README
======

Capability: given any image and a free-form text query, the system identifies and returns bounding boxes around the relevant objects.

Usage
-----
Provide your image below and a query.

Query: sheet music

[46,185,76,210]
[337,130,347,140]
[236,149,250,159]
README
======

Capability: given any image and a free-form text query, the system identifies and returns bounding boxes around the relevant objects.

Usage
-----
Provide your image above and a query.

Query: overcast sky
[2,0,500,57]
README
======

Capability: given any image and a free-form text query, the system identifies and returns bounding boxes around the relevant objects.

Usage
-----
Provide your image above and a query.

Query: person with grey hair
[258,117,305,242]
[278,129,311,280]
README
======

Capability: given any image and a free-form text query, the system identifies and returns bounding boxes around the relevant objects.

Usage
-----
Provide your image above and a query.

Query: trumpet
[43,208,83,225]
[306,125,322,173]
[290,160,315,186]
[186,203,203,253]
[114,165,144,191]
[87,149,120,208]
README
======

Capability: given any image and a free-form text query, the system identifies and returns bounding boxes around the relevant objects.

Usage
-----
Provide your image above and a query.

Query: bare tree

__Written task__
Rewrite all of the data above as a numbered list with one line per item, omitting blank lines.

__Solution to this task__
1. README
2. ======
3. Capability: given any image and a free-form text query, the system identifies and returns bounding boxes around the relevant objects.
4. Usage
5. -----
6. Provide your image below and a query.
7. Query: sheet music
8. [46,185,76,210]
9. [337,130,347,140]
10. [236,149,250,159]
11. README
12. ======
13. Capability: given any image and a free-form text query, the system identifies and returns bounding boxes around the relevant objects.
14. Usage
15. -----
16. Provide your image above and a query.
17. Query: overcast sky
18. [2,0,500,57]
19. README
20. ======
21. Capability: given any image and a free-form text query, the system identifies and returns bounding boxes around the relevant objects.
22. Usage
23. -----
24. Provide your image above and a query.
25. Query: person with grey hair
26. [258,117,305,242]
27. [278,129,311,280]
28. README
29. ======
30. Capability: given any image and a free-form text query, the system identifies and returns bounding boxes around the relevant objects.
31. Usage
32. -----
33. Provide your image above and a query.
34. Query: trumpet
35. [43,208,83,225]
36. [306,125,322,173]
37. [290,160,315,186]
38. [186,203,203,253]
39. [114,165,144,191]
40. [87,149,120,208]
41. README
42. ======
43. Capability: given any image and a free-form text query, the system identifies and returns bounding boxes around the relevant objects.
44. Usage
45. -----
46. Provide your image above and a query.
47. Query: bare tree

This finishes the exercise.